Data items
★ ★ ★ ★ ★
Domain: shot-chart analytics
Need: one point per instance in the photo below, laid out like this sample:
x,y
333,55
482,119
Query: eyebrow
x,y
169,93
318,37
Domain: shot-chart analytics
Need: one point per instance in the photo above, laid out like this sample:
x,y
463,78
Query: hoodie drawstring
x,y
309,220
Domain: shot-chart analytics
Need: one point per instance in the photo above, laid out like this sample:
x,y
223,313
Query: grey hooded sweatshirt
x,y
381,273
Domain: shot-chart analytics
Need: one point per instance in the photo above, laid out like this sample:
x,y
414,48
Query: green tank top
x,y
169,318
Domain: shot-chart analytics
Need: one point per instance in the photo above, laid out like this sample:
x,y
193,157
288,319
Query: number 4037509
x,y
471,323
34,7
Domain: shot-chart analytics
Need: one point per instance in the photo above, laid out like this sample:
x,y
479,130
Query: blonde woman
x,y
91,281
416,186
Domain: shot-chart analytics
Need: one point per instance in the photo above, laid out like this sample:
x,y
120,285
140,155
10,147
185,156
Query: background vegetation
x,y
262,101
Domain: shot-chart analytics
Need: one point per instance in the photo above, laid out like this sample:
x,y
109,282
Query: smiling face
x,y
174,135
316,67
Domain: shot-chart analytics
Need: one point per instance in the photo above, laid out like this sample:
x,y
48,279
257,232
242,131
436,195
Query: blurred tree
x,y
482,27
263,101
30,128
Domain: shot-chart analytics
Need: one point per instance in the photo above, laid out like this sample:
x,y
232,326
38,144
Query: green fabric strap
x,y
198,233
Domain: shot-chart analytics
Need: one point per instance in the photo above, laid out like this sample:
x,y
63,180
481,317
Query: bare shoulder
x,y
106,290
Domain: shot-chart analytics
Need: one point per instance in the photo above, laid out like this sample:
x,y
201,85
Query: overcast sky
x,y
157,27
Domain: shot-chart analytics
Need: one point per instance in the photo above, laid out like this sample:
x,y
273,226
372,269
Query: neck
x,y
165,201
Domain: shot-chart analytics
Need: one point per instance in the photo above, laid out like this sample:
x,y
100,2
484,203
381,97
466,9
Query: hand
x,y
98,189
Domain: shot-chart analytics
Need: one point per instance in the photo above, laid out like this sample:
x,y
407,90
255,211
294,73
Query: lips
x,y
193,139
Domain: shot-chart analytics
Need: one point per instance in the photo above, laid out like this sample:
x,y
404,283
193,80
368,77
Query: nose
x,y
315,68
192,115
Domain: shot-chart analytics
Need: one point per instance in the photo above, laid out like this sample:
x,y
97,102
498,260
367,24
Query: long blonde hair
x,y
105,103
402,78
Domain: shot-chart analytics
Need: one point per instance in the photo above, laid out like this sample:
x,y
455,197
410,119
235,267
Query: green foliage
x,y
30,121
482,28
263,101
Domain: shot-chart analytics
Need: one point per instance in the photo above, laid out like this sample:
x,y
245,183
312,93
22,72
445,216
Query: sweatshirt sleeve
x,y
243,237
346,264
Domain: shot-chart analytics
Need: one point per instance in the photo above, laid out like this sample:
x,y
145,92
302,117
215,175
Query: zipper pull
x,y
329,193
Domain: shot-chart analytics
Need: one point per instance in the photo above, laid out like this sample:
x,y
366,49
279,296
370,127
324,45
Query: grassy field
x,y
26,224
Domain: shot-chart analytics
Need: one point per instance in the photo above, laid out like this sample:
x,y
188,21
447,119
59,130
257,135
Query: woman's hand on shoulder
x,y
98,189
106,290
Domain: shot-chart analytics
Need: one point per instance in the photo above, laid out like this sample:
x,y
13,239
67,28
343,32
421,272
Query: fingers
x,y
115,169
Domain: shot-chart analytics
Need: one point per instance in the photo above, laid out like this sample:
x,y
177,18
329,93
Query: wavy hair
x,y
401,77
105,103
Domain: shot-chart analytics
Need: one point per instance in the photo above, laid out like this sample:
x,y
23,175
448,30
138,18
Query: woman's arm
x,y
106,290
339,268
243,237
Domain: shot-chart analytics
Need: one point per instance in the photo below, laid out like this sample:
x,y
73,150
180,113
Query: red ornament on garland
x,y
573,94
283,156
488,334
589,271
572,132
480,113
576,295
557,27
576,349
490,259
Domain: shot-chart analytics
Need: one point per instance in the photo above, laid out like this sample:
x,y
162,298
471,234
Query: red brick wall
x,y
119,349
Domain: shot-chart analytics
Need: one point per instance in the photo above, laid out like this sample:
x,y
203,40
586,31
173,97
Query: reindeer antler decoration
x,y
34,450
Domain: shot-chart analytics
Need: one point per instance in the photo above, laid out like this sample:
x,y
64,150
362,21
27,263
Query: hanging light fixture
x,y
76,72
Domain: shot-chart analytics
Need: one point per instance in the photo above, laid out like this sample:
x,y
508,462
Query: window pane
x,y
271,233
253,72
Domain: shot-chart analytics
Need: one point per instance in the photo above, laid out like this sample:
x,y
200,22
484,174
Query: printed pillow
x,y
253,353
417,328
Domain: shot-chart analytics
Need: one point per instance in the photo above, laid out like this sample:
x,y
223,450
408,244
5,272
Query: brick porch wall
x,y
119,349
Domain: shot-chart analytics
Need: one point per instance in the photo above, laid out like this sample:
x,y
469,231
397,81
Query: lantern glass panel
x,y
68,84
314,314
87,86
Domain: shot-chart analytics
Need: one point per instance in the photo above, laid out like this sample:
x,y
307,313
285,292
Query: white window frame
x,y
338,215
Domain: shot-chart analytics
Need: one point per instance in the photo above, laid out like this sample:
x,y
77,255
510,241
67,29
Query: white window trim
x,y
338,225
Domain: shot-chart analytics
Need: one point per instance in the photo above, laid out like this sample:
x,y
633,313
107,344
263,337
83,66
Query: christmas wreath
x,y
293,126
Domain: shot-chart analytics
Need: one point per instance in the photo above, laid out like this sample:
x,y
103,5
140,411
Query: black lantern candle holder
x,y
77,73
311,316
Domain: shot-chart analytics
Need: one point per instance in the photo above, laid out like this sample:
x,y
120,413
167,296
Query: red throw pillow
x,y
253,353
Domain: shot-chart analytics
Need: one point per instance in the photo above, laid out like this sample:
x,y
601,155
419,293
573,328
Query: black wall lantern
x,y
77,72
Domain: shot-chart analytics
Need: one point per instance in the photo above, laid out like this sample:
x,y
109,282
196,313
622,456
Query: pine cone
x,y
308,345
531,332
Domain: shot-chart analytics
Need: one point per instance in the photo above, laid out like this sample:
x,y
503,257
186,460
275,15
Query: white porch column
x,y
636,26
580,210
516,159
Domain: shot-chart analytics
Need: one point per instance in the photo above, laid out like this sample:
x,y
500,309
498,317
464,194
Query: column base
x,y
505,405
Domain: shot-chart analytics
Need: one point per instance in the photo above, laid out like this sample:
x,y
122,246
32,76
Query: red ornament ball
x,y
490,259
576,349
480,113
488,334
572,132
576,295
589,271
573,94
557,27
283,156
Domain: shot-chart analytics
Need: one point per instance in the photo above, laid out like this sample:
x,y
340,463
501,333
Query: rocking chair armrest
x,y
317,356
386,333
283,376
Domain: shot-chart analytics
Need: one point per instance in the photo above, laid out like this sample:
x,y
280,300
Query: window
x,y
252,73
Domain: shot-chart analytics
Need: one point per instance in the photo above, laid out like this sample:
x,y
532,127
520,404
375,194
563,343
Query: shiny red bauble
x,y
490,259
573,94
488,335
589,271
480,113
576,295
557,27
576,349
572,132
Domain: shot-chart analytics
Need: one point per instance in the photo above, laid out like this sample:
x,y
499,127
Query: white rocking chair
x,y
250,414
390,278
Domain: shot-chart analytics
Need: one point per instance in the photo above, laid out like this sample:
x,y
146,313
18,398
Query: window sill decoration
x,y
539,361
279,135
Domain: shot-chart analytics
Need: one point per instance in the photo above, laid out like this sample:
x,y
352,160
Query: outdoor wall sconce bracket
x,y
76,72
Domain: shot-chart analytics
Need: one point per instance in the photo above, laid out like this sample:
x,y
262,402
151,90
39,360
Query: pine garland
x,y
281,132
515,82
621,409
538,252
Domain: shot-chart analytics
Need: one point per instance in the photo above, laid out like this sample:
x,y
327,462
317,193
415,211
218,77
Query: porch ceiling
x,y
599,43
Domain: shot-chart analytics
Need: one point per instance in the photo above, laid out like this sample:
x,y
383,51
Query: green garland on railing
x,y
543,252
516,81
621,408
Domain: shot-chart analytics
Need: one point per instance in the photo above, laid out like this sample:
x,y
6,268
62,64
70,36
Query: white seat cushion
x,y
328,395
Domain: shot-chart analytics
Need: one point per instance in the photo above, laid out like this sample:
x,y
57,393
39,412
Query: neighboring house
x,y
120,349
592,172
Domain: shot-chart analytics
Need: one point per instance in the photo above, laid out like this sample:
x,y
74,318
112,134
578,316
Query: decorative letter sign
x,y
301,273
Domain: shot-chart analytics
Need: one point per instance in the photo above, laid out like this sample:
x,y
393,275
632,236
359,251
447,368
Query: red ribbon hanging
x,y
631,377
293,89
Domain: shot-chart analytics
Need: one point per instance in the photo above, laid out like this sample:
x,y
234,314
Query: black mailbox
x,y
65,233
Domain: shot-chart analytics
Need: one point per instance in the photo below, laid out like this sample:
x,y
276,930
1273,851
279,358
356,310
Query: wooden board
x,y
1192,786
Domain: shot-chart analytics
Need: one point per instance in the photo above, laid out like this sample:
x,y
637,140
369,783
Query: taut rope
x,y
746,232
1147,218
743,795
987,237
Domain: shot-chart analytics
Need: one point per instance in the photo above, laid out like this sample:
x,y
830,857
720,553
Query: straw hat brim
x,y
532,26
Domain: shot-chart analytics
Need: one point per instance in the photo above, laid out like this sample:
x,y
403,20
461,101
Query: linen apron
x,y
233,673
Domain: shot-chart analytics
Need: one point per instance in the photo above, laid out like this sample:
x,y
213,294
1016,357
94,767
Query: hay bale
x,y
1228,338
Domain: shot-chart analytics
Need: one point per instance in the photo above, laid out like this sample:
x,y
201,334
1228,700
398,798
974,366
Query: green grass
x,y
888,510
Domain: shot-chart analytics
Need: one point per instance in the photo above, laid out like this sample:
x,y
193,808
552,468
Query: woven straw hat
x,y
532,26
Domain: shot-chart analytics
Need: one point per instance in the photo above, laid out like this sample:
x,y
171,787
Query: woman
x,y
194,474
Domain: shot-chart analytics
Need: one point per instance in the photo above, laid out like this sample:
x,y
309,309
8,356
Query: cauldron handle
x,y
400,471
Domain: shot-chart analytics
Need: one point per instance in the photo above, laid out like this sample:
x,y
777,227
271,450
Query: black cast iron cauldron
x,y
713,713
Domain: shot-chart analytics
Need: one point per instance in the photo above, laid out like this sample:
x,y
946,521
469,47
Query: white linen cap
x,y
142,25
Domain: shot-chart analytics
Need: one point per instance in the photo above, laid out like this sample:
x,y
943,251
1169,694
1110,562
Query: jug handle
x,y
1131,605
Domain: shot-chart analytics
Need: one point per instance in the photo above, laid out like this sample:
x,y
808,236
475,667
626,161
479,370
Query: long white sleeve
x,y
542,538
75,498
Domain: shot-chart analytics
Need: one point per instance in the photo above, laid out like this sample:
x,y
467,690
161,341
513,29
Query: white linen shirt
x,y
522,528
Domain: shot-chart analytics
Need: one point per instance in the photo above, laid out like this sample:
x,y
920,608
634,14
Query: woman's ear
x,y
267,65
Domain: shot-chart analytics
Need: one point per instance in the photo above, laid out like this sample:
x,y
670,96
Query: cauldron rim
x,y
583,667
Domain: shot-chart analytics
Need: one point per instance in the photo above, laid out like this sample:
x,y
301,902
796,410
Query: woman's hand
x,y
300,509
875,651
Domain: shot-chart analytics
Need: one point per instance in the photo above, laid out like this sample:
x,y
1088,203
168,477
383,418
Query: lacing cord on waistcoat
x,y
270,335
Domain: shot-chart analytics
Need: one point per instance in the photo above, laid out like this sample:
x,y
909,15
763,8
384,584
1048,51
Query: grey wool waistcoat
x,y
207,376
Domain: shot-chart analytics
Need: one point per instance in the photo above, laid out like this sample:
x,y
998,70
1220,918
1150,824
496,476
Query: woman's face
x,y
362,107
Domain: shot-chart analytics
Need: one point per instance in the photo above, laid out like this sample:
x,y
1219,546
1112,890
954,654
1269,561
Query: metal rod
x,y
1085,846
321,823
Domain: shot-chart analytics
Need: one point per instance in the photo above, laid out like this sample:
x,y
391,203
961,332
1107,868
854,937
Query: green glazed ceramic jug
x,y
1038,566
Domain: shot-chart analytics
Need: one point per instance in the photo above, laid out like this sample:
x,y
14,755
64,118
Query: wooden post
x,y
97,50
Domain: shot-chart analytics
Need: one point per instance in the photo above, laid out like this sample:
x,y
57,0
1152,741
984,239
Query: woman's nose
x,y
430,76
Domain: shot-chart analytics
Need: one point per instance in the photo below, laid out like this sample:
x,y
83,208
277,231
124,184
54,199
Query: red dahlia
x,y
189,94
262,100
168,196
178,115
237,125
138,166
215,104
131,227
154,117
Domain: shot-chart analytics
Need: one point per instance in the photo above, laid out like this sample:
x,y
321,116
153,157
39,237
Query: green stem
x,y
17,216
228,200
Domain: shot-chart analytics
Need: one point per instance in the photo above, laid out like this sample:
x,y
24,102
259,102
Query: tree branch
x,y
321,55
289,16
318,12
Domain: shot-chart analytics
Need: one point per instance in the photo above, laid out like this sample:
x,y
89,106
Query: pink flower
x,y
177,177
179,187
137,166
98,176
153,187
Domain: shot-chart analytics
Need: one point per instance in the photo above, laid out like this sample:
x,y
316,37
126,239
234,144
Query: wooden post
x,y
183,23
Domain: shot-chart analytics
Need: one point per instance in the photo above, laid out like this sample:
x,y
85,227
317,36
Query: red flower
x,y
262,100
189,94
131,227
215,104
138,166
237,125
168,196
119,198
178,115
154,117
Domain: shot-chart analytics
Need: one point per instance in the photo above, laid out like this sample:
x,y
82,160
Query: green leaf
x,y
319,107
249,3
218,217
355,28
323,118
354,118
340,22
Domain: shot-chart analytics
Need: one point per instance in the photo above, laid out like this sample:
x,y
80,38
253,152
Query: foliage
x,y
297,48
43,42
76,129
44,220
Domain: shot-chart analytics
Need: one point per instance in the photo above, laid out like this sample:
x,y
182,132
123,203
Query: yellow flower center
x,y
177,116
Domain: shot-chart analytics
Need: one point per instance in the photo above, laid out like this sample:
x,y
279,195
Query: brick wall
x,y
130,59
★ ★ ★ ★ ★
Exercise description: Return each line of the rows above that contains the word "garland", matching case exactly.

Written response:
Query: red ornament on garland
Query: pine garland
Query: green garland on railing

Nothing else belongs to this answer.